— What you should do —
Report every line of the listing below in which the string "field" occurs.

— Listed entries —
= Beginning of Section =

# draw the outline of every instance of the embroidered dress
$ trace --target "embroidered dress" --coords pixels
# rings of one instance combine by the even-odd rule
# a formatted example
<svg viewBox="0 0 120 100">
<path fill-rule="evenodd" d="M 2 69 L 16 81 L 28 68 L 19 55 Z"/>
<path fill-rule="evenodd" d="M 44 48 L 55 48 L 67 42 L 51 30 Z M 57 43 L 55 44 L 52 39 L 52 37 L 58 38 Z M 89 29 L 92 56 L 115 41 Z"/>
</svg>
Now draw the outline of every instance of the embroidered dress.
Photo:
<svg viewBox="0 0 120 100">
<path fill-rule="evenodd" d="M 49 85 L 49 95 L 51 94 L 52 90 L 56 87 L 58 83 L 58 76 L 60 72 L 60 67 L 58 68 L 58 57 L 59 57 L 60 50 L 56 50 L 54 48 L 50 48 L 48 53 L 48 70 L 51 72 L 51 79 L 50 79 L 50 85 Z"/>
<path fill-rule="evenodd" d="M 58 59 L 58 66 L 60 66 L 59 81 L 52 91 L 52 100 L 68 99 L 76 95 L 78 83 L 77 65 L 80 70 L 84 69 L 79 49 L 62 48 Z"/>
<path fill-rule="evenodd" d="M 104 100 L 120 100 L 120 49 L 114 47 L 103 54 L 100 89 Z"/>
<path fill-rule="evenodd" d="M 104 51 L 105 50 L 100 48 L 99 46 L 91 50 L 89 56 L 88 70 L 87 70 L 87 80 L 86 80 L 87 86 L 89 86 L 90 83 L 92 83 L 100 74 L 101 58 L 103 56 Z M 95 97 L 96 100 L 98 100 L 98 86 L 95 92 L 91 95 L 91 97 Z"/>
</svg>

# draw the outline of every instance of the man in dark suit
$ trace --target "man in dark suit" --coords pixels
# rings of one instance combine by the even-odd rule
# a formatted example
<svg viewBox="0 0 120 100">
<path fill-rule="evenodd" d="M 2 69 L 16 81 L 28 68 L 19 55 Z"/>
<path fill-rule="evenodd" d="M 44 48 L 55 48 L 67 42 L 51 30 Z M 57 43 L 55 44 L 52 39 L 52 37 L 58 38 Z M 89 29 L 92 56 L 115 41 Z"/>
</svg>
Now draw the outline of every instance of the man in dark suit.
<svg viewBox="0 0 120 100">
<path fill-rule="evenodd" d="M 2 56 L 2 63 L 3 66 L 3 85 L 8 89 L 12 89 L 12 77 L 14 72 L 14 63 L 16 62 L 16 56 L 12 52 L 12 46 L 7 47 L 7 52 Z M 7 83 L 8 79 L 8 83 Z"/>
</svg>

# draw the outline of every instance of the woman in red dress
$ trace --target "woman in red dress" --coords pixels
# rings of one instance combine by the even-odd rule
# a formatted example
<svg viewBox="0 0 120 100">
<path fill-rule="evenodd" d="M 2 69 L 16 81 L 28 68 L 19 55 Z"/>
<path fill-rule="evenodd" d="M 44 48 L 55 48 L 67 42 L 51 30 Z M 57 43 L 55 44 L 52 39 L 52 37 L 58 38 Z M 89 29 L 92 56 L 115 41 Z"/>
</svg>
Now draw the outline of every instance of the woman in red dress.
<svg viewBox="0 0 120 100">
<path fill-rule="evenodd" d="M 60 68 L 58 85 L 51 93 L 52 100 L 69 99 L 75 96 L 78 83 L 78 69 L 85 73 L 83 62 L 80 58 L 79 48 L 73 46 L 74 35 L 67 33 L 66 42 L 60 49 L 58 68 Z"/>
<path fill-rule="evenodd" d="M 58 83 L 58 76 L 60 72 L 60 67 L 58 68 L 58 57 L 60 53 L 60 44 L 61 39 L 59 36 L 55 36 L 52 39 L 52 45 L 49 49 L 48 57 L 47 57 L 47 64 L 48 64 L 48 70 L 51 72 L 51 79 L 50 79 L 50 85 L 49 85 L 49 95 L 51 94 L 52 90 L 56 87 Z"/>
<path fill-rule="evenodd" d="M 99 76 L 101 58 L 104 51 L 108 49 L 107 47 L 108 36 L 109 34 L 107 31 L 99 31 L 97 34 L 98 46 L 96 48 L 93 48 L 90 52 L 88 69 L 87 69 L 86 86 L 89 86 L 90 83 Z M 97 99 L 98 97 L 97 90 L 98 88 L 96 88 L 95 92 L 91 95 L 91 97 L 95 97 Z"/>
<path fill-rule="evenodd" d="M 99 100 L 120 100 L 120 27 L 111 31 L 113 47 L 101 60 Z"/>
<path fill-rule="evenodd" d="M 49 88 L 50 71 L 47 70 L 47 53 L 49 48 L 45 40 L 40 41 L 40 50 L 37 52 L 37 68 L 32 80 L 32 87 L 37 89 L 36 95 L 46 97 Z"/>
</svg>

= End of Section =
= Beginning of Section =

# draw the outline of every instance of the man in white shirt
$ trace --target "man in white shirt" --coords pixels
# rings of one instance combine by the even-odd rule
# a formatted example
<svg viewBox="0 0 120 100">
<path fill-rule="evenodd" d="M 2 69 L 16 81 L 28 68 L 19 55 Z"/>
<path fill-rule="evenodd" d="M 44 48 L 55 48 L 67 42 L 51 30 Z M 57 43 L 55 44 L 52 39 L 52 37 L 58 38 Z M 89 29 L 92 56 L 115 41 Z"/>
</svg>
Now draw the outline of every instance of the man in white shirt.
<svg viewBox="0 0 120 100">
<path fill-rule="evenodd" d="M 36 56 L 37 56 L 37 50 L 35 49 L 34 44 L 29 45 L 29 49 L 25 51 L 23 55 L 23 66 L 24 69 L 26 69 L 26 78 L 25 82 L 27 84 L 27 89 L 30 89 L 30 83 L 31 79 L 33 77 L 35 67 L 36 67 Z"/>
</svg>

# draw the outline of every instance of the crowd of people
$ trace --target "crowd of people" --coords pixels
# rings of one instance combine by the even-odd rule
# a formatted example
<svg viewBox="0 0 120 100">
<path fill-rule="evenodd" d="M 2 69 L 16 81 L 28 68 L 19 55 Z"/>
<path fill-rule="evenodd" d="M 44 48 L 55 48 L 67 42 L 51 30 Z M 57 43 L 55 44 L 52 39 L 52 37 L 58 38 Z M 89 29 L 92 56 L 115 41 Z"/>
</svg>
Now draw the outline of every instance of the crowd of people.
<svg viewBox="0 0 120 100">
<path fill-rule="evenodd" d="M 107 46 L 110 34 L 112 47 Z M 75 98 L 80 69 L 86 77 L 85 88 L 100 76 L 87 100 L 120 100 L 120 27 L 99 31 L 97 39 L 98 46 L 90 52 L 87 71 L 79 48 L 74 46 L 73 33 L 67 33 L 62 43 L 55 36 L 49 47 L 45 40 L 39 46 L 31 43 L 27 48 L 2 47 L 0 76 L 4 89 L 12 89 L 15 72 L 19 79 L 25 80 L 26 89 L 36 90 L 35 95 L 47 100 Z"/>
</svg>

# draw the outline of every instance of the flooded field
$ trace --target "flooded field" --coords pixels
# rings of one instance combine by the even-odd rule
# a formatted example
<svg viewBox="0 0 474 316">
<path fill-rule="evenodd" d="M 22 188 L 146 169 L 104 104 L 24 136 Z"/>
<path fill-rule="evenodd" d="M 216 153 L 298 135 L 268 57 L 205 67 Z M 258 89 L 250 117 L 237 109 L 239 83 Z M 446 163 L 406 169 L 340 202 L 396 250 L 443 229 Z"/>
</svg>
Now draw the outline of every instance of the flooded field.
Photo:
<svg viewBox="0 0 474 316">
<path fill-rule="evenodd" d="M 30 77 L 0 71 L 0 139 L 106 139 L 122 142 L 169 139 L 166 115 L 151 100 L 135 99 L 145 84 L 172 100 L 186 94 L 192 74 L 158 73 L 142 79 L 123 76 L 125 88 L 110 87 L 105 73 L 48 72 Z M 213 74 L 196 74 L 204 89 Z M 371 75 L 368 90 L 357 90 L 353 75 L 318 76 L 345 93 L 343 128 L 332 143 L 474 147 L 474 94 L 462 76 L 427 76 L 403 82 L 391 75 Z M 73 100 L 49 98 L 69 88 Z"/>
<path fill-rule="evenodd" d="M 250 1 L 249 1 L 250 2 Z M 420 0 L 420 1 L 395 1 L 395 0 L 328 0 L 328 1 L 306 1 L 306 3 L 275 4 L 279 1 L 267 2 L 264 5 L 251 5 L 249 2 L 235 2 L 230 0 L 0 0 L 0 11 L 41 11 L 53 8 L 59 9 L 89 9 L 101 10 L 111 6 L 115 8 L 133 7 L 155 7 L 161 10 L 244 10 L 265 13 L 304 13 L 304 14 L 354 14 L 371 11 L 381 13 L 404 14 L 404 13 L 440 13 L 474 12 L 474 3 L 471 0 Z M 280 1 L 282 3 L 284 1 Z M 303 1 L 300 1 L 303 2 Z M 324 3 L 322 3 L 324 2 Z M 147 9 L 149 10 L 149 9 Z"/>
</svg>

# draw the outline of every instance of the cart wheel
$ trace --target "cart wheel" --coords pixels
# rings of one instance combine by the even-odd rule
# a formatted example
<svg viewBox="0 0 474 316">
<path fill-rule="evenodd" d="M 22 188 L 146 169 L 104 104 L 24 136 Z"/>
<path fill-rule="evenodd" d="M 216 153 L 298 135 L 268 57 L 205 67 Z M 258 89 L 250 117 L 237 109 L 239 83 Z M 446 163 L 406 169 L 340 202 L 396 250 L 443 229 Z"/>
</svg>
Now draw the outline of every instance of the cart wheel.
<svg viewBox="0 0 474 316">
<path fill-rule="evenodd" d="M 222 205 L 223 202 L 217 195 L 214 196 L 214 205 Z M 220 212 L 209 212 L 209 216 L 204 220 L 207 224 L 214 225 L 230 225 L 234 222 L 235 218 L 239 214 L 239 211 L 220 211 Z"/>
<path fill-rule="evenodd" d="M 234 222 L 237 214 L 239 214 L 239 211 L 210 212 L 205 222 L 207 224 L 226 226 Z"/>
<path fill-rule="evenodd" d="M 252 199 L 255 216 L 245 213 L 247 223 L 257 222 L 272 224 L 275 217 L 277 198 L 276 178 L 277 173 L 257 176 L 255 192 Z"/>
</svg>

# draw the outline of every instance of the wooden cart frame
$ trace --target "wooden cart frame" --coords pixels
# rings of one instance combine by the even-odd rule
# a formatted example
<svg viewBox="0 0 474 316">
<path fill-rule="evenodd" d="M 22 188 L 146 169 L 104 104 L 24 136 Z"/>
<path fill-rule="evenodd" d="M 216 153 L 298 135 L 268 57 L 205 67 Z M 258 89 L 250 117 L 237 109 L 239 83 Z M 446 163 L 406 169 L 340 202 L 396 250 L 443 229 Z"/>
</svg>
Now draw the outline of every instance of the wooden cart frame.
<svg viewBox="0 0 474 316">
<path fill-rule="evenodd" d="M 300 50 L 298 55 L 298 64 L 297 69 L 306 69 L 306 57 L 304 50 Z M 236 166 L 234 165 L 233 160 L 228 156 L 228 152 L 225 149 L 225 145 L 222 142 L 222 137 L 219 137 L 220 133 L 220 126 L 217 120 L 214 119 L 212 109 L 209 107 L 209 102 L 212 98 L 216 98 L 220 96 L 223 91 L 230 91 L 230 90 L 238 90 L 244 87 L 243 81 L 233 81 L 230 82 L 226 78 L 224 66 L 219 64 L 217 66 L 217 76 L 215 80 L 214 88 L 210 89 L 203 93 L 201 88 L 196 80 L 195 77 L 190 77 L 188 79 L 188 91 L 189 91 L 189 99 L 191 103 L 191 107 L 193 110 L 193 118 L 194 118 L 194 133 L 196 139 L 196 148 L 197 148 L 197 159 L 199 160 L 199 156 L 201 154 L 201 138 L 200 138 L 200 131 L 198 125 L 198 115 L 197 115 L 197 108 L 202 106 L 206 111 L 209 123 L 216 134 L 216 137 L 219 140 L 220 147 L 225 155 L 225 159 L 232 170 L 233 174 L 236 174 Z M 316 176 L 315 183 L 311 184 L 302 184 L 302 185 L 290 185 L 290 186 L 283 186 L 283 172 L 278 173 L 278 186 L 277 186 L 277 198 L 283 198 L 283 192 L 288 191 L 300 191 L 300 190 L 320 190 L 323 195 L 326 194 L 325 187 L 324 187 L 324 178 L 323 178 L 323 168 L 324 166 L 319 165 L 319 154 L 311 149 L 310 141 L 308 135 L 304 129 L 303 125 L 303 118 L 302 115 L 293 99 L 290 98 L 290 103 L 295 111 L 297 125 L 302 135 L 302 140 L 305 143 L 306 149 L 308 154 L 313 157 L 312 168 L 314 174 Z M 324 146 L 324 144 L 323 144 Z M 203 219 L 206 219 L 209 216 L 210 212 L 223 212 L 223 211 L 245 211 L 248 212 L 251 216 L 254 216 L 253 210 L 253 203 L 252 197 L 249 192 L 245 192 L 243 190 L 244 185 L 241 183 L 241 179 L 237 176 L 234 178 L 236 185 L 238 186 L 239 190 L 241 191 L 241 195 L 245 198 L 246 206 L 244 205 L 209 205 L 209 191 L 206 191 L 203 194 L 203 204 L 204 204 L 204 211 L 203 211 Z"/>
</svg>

= End of Section =

— Answer area —
# draw the outline of every instance of the flooded field
$ trace --target "flooded field" --coords pixels
Now draw the outline of every instance of the flooded field.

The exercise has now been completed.